Whenever a line below includes the word "blue", copy that line.

Information:
_ _ _

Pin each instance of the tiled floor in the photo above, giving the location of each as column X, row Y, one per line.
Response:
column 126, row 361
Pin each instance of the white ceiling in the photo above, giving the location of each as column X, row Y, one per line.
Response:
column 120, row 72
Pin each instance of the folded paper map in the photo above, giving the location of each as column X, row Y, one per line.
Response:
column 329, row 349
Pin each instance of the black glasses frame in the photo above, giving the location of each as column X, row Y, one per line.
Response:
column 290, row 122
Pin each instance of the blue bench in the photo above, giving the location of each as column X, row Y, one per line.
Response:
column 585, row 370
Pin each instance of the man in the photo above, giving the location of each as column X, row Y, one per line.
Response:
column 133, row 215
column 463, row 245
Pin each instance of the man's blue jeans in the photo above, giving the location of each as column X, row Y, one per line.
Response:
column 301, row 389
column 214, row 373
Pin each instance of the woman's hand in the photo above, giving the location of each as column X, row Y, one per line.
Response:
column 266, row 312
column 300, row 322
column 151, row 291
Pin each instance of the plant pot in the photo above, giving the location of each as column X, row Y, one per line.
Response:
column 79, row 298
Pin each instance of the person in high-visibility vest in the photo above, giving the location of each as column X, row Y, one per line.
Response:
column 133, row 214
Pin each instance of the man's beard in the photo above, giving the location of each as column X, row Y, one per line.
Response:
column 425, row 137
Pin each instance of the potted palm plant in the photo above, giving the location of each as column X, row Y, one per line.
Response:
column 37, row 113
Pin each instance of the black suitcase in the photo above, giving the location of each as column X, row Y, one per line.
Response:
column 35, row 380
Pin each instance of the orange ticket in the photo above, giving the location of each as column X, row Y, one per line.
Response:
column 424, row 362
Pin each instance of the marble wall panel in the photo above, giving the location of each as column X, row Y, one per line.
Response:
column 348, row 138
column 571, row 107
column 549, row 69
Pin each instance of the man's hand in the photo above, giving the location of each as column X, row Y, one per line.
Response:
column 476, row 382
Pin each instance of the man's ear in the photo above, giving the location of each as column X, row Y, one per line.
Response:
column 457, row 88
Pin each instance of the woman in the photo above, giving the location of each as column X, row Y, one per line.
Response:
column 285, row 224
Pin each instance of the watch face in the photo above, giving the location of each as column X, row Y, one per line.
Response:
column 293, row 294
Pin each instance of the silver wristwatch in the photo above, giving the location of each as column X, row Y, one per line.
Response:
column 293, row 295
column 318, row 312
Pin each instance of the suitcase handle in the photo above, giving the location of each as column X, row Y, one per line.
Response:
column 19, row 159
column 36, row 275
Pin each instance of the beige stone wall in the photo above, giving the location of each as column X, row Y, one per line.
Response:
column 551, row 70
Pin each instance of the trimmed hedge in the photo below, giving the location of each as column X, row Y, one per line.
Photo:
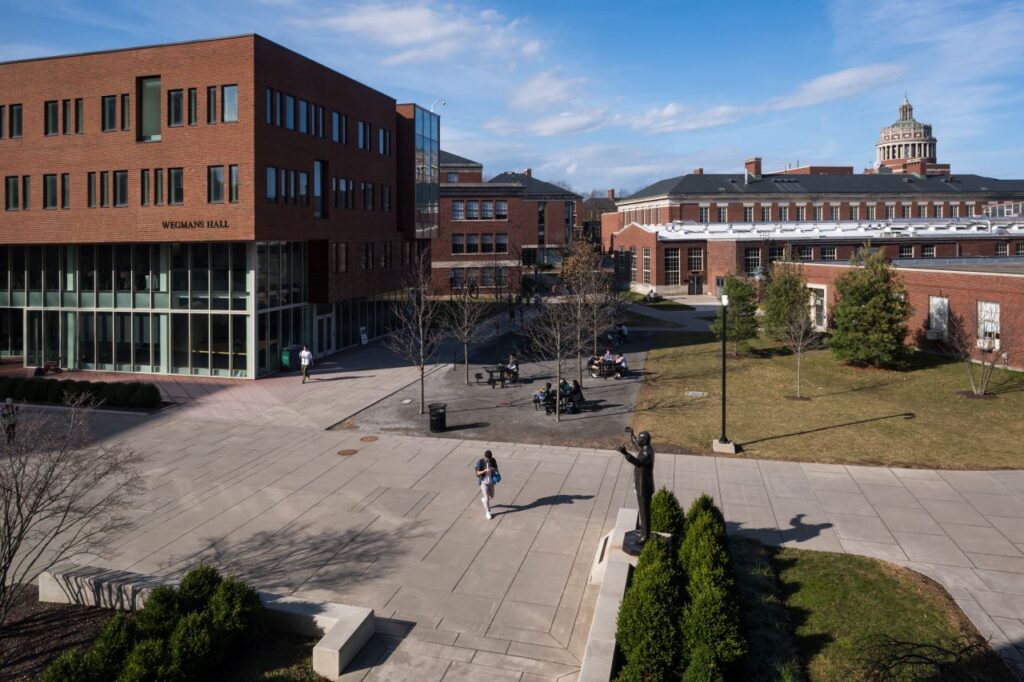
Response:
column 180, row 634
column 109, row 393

_ _ _

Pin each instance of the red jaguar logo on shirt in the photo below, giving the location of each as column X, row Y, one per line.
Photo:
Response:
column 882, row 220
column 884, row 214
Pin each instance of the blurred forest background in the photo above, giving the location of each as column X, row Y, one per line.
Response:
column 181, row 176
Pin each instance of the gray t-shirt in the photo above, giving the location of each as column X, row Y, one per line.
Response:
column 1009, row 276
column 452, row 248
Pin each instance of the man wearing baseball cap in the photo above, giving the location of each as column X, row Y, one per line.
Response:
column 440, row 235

_ _ _

Exercise response:
Pin each instance of the blue bench in the photo above, giving the location of each as column X, row Y, one per line.
Pin each instance of the man's blue jeans in the photo above, giving the location of each as column X, row Y, one per line.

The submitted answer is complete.